TÂCHES ET EXERCICES —
(1) D'après le texte sur la presse congolaise, combien de journalistes professionnels le recensement administratif mené par le CSLC en 2013 a-t-il dénombrés au Congo ?
(2) Relevez toutes les chaînes de radio et de télévision nommées dans le texte sur la presse congolaise.
(3) Prolongez le texte sur la presse congolaise à partir de l'endroit où il s'arrête.

Selon l'enquête sur le Profil culturel en République du Congo en 2012, la filière de la presse et des médias a comptabilisé « 2054 emplois »82(*). En 2013, le recensement administratif des professionnels de la communication mené par le CSLC a abouti aux résultats suivants : il y a au Congo 709 journalistes professionnels, 980 journalistes non professionnels83(*), 234 journalistes assimilés, 27 journalistes indépendants et 35 journalistes honoraires. Malgré les potentialités d'emplois offertes par ce secteur, rares sont les rédactions dont les effectifs atteignent la vingtaine de personnes.

3.1 Les acteurs de la presse

La plupart des entreprises médiatiques fonctionnent avec des effectifs très insuffisants, pour minimiser les charges salariales. On note ainsi une grande différence entre la presse publique aux effectifs pléthoriques (Radio et Télé Congo comptent chacune plus de 100 agents) et une presse privée aux effectifs limités dans laquelle l'exception de DRTV, qui emploie une centaine de salariés et collaborateurs, suscite l'admiration.

Les effectifs des rédactions

Métier envahi par des amateurs, des militants, des opportunistes qui y ont élu domicile avec les conséquences que l'on imagine sur la réputation des professionnels, le journalisme au Congo présente deux tableaux : le premier est celui des médias d'État souvent en situation de pléthore (Tidiane Dioh, 2009) et le second correspond au cas des organes de presse privés avec des effectifs modestes voire réduits. Parmi les organes de presse écrite congolaise, les titres comptant plus d'effectifs sont La Nouvelle République, média public (plus de 22 journalistes), Les Dépêches de Brazzaville (20 journalistes), Le Patriote (13 journalistes), La Semaine africaine (8 journalistes), Talassa (9 journalistes dont trois permanents), Boponami (3), L'Observateur (2), Maintenant et Vision Nouvelle un seul. Dans le cas de Talassa, Boponami, l'Observateur, Maintenant et Vision Nouvelle, les journalistes et même parfois des propriétaires de journaux, ont souvent en charge diverses tâches en dehors de celle de la rédaction, des reportages : il s'agit pour illustration, de la distribution et de la vente du journal. En période électorale par exemple, le déploiement des équipes de reportage pour certains organes de presse est difficile à assurer vu qu'il n'y a pas de ressources humaines mobilisables. Dans l'audiovisuel, Télé Congo comptait en 2005 plus de 300 agents. DRTV, première chaîne privée emploie une centaine de salariés et collaborateurs tandis que DVS + en compte une vingtaine.

DONNÉES EXTRAITES —
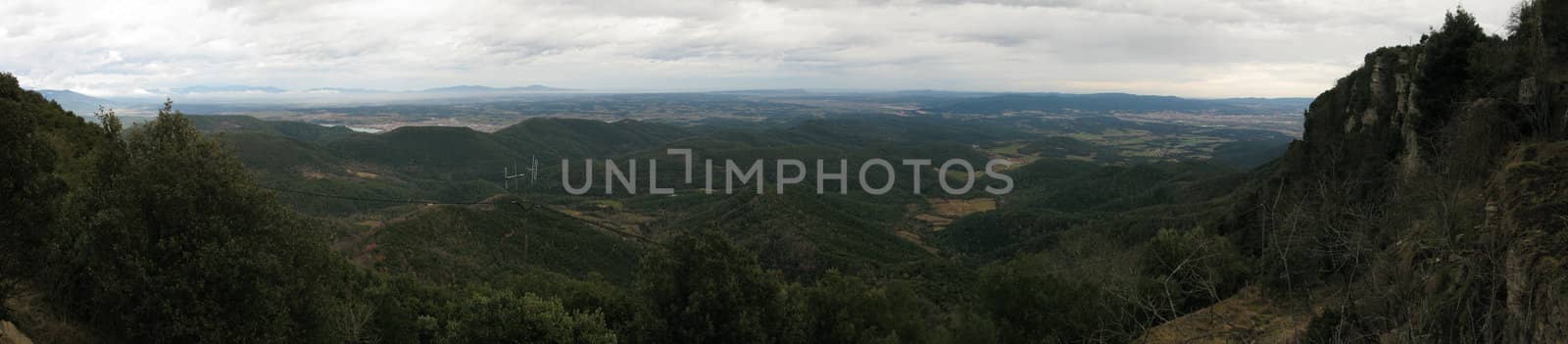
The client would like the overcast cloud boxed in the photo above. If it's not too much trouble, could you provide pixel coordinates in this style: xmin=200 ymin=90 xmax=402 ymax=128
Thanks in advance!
xmin=0 ymin=0 xmax=1515 ymax=97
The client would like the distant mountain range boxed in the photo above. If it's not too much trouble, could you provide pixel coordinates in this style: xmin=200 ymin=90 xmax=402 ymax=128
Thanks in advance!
xmin=421 ymin=85 xmax=578 ymax=93
xmin=144 ymin=85 xmax=578 ymax=94
xmin=170 ymin=85 xmax=288 ymax=94
xmin=37 ymin=89 xmax=118 ymax=117
xmin=925 ymin=93 xmax=1312 ymax=115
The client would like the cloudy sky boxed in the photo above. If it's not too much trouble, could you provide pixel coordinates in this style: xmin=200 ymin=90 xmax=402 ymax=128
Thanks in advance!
xmin=0 ymin=0 xmax=1515 ymax=97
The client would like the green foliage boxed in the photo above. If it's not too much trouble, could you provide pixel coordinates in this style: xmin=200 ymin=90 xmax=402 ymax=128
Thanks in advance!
xmin=802 ymin=270 xmax=947 ymax=342
xmin=442 ymin=292 xmax=616 ymax=344
xmin=637 ymin=231 xmax=797 ymax=342
xmin=0 ymin=74 xmax=71 ymax=318
xmin=1416 ymin=8 xmax=1487 ymax=132
xmin=1143 ymin=227 xmax=1250 ymax=316
xmin=47 ymin=105 xmax=340 ymax=342
xmin=980 ymin=258 xmax=1132 ymax=342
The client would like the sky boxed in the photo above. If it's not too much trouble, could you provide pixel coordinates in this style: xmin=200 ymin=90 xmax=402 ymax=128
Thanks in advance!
xmin=0 ymin=0 xmax=1516 ymax=97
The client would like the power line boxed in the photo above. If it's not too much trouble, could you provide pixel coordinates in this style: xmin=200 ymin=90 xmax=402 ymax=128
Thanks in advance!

LISTE DES RÉPONSES —
(1) 709 journalistes professionnels.

(2) Radio Congo, Télé Congo, DRTV, DVS +

(3)
Journalistes et précarité

La précarité des journalistes congolais est la conséquence d'un manque d'emploi et du non-respect de la convention collective qui devait régir le traitement des chevaliers du micro et de la plume. Face au chômage, volontaire, bénévole ou jeune diplômé, considère le passage à la radio, la télévision ou la presse comme un tremplin vers des meilleurs emplois. Dans certains médias, on parle de pigistes qui, très souvent ne bénéficient d'aucune rémunération et ne vivent que de la camorra.84(*) Cette pratique est également répandue dans les médias publics où plus d'un diplômé sert pendant un certain temps gratuitement dans l'espoir d'une intégration aux effectifs de la fonction publique. La sûreté d'une Sécurité sociale en tant que journaliste dans les médias d'État est d'ailleurs, en dehors de la précarité de l'emploi dans le privé, une des motivations justifiant le recours au débauchage : des journalistes du secteur privé n'hésitent pas à quitter leur rédaction pour rejoindre les médias de service publics dès qu'une occasion se présente... Ce qui ne veut nullement dire que les journalistes dans les médias d'État sont dans l'aisance ; sinon ils ne réclameraient pas le statut particulier de journaliste fonctionnaire.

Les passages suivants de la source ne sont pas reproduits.